> _Material to process_

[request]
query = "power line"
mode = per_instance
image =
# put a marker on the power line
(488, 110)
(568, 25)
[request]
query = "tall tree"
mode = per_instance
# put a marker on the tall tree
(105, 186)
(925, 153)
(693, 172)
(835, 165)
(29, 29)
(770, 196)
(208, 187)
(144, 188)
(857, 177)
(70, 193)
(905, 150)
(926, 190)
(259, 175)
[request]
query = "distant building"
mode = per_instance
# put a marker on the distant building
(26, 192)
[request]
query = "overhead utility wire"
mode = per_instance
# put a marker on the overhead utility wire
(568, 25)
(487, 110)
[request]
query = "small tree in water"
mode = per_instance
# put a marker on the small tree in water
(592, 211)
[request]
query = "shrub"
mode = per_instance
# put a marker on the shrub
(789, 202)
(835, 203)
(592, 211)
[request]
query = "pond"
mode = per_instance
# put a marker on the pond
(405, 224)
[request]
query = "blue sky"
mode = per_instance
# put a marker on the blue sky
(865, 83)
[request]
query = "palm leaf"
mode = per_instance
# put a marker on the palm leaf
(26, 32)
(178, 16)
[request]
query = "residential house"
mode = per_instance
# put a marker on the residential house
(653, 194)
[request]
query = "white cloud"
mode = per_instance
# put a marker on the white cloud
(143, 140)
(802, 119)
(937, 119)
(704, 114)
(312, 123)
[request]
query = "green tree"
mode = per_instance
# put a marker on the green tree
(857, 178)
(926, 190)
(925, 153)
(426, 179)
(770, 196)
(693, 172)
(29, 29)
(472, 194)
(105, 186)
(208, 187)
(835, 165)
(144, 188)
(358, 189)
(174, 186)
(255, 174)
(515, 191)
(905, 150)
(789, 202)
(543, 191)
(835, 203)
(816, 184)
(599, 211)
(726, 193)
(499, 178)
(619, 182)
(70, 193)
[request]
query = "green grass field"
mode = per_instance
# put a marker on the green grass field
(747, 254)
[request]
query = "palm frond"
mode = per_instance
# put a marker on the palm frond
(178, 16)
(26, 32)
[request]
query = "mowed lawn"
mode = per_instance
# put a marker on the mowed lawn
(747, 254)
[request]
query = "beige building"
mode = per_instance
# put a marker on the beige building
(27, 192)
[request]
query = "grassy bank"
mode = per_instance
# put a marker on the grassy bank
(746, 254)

> _Brief_
Give the entries once more, exactly as they appear.

> _Reply_
[request]
query = "power line"
mode = per_instance
image =
# put a marker on the power line
(488, 110)
(568, 25)
[request]
query = "tall tree"
mode = per_instance
# put a marker on the tall tree
(105, 186)
(925, 153)
(693, 172)
(835, 165)
(29, 29)
(770, 196)
(208, 187)
(144, 188)
(857, 177)
(70, 193)
(905, 150)
(926, 190)
(259, 175)
[request]
query = "distant building"
mode = per_instance
# put a marker on the distant building
(26, 192)
[request]
query = "overhead utility wire"
mode = per_instance
# put a marker on the overhead utility wire
(568, 25)
(487, 110)
[request]
query = "small tree in water"
mode = per_instance
# put a marker on the small tree in water
(592, 211)
[request]
query = "shrub"
mode = per_instance
# put a marker on the shrub
(789, 202)
(835, 203)
(592, 211)
[request]
query = "pond"
mode = per_instance
# put a marker on the pond
(405, 224)
[request]
query = "blue sky"
mode = per_instance
# put a marker on the blue sky
(865, 83)
[request]
query = "palm leaf"
mode = per_instance
# put a marker on the palm leaf
(26, 32)
(178, 16)
[request]
query = "residential house"
mode = per_instance
# put a marker on the residential house
(653, 194)
[request]
query = "white cloud"
mode = per_instance
# put a marker on the white cloud
(143, 140)
(802, 119)
(937, 119)
(704, 114)
(312, 123)
[request]
query = "green tree"
mode = per_instance
# put a marker on the green tree
(857, 178)
(926, 190)
(925, 153)
(426, 179)
(770, 196)
(693, 172)
(29, 29)
(472, 194)
(105, 186)
(208, 187)
(835, 165)
(144, 188)
(358, 189)
(174, 186)
(255, 174)
(515, 191)
(905, 150)
(789, 202)
(543, 191)
(835, 203)
(816, 184)
(599, 211)
(726, 193)
(499, 178)
(619, 182)
(70, 193)
[request]
query = "green grass field"
mode = per_instance
# put a marker on the green grass field
(747, 254)
[request]
query = "palm frond"
mode = per_instance
# put a marker on the palm frond
(178, 16)
(26, 32)
[request]
query = "mowed lawn"
mode = per_instance
# put a marker on the mowed lawn
(747, 254)
[request]
query = "beige building"
mode = per_instance
# put a marker on the beige building
(27, 192)
[request]
query = "grassy bank"
mode = per_instance
# put a marker on the grassy bank
(746, 254)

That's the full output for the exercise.